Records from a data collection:

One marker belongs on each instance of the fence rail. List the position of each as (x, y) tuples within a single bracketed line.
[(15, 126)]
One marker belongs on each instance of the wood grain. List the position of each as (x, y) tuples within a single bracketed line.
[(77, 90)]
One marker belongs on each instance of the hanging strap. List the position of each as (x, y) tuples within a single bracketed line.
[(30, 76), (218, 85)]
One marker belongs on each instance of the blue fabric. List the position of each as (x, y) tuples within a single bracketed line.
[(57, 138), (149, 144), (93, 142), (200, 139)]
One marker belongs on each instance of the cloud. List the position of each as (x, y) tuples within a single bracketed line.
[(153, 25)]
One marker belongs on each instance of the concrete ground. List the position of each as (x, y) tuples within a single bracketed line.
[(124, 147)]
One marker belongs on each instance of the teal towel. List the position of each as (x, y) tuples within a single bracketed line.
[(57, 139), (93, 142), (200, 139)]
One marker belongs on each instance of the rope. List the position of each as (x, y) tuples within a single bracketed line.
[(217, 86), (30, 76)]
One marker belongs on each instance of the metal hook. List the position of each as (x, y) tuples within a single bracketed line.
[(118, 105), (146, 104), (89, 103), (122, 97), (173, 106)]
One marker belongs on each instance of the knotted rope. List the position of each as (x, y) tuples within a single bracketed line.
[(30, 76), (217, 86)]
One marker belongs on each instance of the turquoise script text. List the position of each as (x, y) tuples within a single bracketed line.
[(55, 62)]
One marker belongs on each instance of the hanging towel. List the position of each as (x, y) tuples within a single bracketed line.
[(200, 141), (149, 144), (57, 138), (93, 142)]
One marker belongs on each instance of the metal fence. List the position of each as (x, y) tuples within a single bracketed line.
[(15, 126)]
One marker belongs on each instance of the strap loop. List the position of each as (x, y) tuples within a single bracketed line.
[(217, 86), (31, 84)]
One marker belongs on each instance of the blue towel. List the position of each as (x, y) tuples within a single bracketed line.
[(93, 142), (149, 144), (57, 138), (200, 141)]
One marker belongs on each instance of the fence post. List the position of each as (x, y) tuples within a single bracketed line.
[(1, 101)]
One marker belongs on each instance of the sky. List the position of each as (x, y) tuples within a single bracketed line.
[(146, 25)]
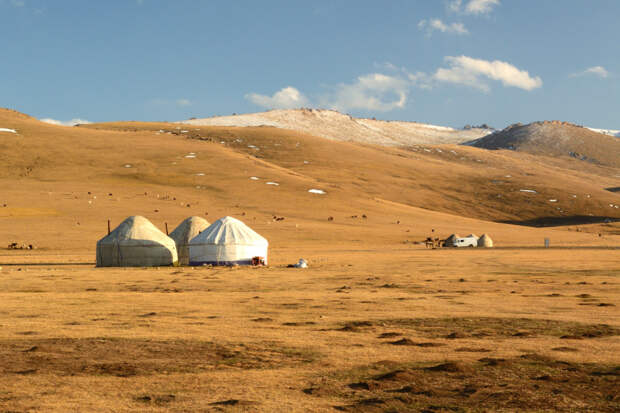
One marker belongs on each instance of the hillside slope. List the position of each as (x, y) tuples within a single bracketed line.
[(553, 138), (61, 185), (333, 125)]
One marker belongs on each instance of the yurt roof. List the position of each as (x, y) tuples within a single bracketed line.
[(138, 229), (229, 231)]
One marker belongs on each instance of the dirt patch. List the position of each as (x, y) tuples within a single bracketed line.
[(408, 342), (478, 327), (527, 383), (133, 357)]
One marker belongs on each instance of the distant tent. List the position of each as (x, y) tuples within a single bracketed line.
[(485, 241), (136, 242), (184, 233), (227, 241), (451, 240)]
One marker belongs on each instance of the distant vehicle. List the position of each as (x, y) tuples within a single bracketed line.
[(466, 242)]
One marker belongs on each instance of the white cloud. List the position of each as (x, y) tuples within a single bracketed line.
[(480, 6), (599, 71), (476, 7), (72, 122), (374, 91), (472, 72), (436, 24), (285, 98)]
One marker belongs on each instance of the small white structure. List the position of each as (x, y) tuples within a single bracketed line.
[(184, 233), (227, 241), (485, 241), (469, 241), (136, 242), (451, 240)]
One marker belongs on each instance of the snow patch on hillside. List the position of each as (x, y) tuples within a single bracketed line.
[(334, 125)]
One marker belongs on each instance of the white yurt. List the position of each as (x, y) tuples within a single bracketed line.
[(136, 242), (184, 233), (227, 241)]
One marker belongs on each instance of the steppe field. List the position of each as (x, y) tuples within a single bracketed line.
[(377, 323)]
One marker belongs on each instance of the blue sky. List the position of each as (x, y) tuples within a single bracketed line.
[(443, 62)]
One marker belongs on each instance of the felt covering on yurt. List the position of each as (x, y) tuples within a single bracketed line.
[(184, 233), (136, 242)]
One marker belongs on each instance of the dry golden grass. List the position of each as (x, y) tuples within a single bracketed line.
[(517, 327), (279, 339)]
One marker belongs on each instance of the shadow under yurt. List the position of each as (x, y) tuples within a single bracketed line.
[(184, 233), (228, 241), (136, 242)]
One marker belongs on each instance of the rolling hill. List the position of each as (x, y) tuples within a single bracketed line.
[(61, 184), (333, 125)]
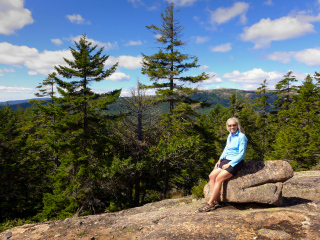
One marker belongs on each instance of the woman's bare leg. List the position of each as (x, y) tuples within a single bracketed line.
[(213, 175), (219, 179)]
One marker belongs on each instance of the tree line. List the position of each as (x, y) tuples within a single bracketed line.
[(72, 156)]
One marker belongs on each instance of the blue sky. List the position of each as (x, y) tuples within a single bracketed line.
[(239, 43)]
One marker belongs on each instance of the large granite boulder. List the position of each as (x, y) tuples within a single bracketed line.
[(257, 181)]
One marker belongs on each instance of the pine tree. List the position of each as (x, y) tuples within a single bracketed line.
[(235, 104), (299, 140), (285, 91), (262, 103), (169, 63)]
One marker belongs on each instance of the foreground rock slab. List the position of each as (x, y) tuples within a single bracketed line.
[(298, 218), (257, 181)]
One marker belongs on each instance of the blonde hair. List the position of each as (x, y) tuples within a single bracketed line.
[(237, 122)]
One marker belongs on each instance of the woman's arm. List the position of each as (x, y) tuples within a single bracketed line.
[(241, 151)]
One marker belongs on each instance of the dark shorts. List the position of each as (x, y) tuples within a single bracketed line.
[(232, 170)]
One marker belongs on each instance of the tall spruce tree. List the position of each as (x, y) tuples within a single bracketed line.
[(299, 140), (82, 133), (285, 91), (262, 104), (168, 63)]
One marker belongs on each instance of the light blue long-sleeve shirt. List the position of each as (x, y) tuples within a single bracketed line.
[(235, 148)]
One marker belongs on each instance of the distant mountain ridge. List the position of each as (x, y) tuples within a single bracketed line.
[(214, 96)]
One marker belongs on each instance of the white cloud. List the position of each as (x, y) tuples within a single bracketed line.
[(15, 89), (56, 41), (183, 3), (223, 15), (221, 48), (118, 76), (266, 31), (44, 62), (310, 56), (268, 2), (283, 57), (204, 67), (127, 92), (33, 73), (212, 79), (13, 16), (16, 55), (133, 43), (8, 70), (125, 61), (107, 46), (77, 19), (202, 39), (253, 77), (30, 57)]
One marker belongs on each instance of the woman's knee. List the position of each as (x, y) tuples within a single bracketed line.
[(223, 176)]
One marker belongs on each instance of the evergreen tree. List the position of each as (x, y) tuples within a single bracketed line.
[(169, 63), (285, 91), (298, 140), (235, 104), (82, 133), (262, 103)]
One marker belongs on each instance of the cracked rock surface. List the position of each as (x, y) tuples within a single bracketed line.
[(297, 218)]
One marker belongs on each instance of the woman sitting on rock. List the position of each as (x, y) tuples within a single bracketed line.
[(231, 160)]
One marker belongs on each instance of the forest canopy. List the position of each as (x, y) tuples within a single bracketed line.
[(71, 155)]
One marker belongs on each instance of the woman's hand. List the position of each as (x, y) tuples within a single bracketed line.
[(224, 167), (217, 164)]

**Description of the task**
Print each record exactly as it stands, leaving the images out.

**Exercise output**
One marker belongs on each instance of the fence rail. List the position of each as (x, y) tuples within a single bracketed line.
[(15, 126)]
One marker belongs on each instance of the wood grain. List the position of each as (x, y) tuples within a single bracketed line.
[(77, 90)]
One marker belongs on each instance of the hanging strap. List the position of each as (x, y) tuples within a single bracketed line.
[(30, 76), (218, 85)]
One marker belongs on each instance of the blue fabric. List the position of each as (x, y) tuples within a single bracketed line.
[(57, 138), (149, 144), (93, 142), (200, 139)]
One marker belongs on each instance of the cloud. List the position of each as (x, y) tuples within a single bracketed line.
[(153, 25)]
One marker belongs on each instance of the concrete ground. List the position of each as (x, y) tuples within a single bracketed line.
[(124, 147)]
One marker belongs on each instance of the teal towel. List the position of each as (x, y) tuples within a single bracketed line.
[(57, 139), (93, 142), (200, 139)]
One marker belongs on each instance of the rope. List the position of each as (x, y) tuples within a single bracketed line.
[(217, 86), (30, 76)]
One marker belongs on each instance of the metal hook. List the position of each as (x, y) tuples within a single bracketed line.
[(118, 105), (146, 104), (89, 103), (122, 97), (173, 106)]
One marker belongs on each instance of the knotted rope. List the position of each as (x, y) tuples within a single bracketed line.
[(30, 76), (217, 86)]
One marker belongs on each instance of the turquoise script text. List the position of each as (x, y) tuples within a single bracketed line.
[(55, 62)]
One marker belongs on each instance of the hanging towel. List the position of each as (x, y) tuples within a single bracketed line.
[(200, 141), (149, 144), (57, 138), (93, 142)]
One marker belongs on each instance of the metal fence. List the position of each as (x, y) tuples within a single bracketed line.
[(15, 126)]
One marker belongs on each instance of the strap loop. List the position of each as (x, y) tuples within a single bracketed line.
[(217, 86), (31, 84)]
One marker belongs on each instance of the blue towel. List the position of each as (x, y) tuples within a single bracketed line.
[(93, 142), (149, 144), (57, 138), (200, 141)]
One marker belongs on each instance of the fence post. List the position of each as (x, y) tuples within a single bracketed line.
[(1, 101)]
One marker belongs on each instance of the sky. List the position of each as (x, y) tuples within a single bracketed line.
[(146, 25)]
One marker belongs on each instance of the hillside slope. List the position of each as (x, y) tuples within a single bracketed line.
[(553, 138), (61, 185), (333, 125)]
One marker belongs on each instance of the yurt roof. List the position of each as (x, y) tuples within a single bracketed line.
[(138, 229), (229, 231)]
One marker belongs on each instance of the dirt patch. List the position of each as (x, y) tuples within a single bracketed line.
[(408, 342), (478, 327), (527, 383), (133, 357)]
One marker belongs on each instance of the distant tent. List the position of each as (x, y) tuples within a single bracketed line.
[(485, 241), (136, 242), (184, 233), (227, 241), (451, 240)]
One marker belongs on each instance of the distant vehicle. List the position of each as (x, y) tuples within a single bracketed line.
[(466, 242)]
One marker belongs on each instance of the white cloud. List the position of each as (x, y) tuples within a single bracketed line.
[(480, 6), (599, 71), (476, 7), (72, 122), (374, 91), (472, 72), (436, 24), (285, 98)]
One marker belongs on each instance of the small white structure. List the position of each as (x, y) tuples within a single bracketed line.
[(184, 233), (227, 241), (485, 241), (469, 241), (136, 242), (451, 240)]
One marker belongs on each instance of the snow patch on hillside. List the position of each as (x, y) tuples within a single bracketed line.
[(334, 125)]
One marker belongs on each instance of the white yurt. List the position of each as (x, y) tuples within a single bracketed line.
[(136, 242), (184, 233), (227, 241)]
One marker belongs on each instance of the steppe field. List the position of each as (x, y) tuples within a single bracketed line.
[(377, 323)]
One marker belongs on each instance of the blue sky. List the position of each as (x, y) tuples within a single bracketed line.
[(443, 62)]
One marker belongs on each instance of the felt covering on yurt. List the position of each as (x, y) tuples within a single bracketed line.
[(184, 233), (136, 242)]
One marker belongs on each instance of the dry golden grass. List the position of each as (x, y) tuples within a single bracketed line.
[(517, 327), (279, 339)]
One marker belongs on each instance of the shadow under yurt. List the position of each as (x, y) tuples within a single bracketed line.
[(184, 233), (228, 241), (136, 242)]
One marker belongs on each instance of the rolling hill. List the position of each as (x, y) tuples within a single bracketed line.
[(61, 184), (333, 125)]
One marker belongs on each instance of the woman's bare leg. List the position of each as (x, y) tuples within a single bracketed line.
[(213, 175), (219, 179)]
One marker belongs on each instance of the tree line. List the position of each as (x, y) tuples within a single bracketed line.
[(72, 156)]
One marker belongs on each instance of the blue sky. List the position of each as (x, y) tuples within a single bracketed line.
[(239, 43)]
One marker belongs on each instance of the large granite boulder. List the position of each as (x, y) tuples within a single bracketed line.
[(257, 181)]
One marker belongs on each instance of the pine tree. List the position of each as (x, y) tuples within a single bracketed line.
[(235, 104), (299, 140), (285, 91), (262, 103), (169, 63)]
One marker belongs on each instance of the foreground rock slab. List the position of each as (x, y) tuples within a single bracketed line.
[(298, 218), (257, 181)]
One marker belongs on each instance of the blonde hair. List the position of each as (x, y) tuples within a single bracketed line.
[(237, 122)]
One marker belongs on each instance of the woman's arm. List the position of each as (x, y) tuples within a single bracketed line.
[(241, 151)]
One marker belongs on each instance of the dark shorts. List the position of each as (x, y) tuples within a single bracketed line.
[(232, 170)]
One marker belongs on each instance of the tall spruce tree. List the position of each as (x, y) tuples within a single bracketed line.
[(299, 140), (82, 133), (285, 91), (262, 104), (168, 63)]
One marker belongs on each instance of the light blue long-sleeve shirt. List the position of each as (x, y) tuples within a single bracketed line.
[(235, 148)]
One marker belongs on each instance of the distant mountain ridge. List the position of each as (x, y) tuples within a single bracketed line.
[(214, 96)]
One marker belongs on each instance of the white cloud. List the position of each as (x, y) tuples within a single bracketed line.
[(15, 89), (56, 41), (183, 3), (223, 15), (221, 48), (118, 76), (266, 31), (44, 62), (310, 56), (268, 2), (283, 57), (204, 67), (127, 92), (33, 73), (212, 79), (13, 16), (16, 55), (133, 43), (8, 70), (125, 61), (107, 46), (77, 19), (202, 39), (253, 77), (30, 57)]
One marker belongs on each instance of the woman's knee. List the position of each as (x, y) tuples within a single bracketed line.
[(223, 176)]
One marker belongs on each instance of the evergreen tree. List the position of each as (x, y) tuples within a single bracketed line.
[(169, 63), (285, 91), (298, 140), (235, 104), (82, 133), (262, 103)]
One marker belongs on each instance of the cracked rock surface. List the position of each as (x, y) tuples within a single bracketed line.
[(297, 218)]
One marker belongs on each instance of the woman sitting on rock. List the position of each as (x, y) tuples within a single bracketed line.
[(231, 160)]
One marker belongs on each instance of the forest canopy. List the position of each as (x, y) tuples within a single bracketed line.
[(71, 155)]
One marker belongs on each instance of the woman's hand. List the position of each as (x, y) tuples within a single bracketed line.
[(224, 167), (217, 164)]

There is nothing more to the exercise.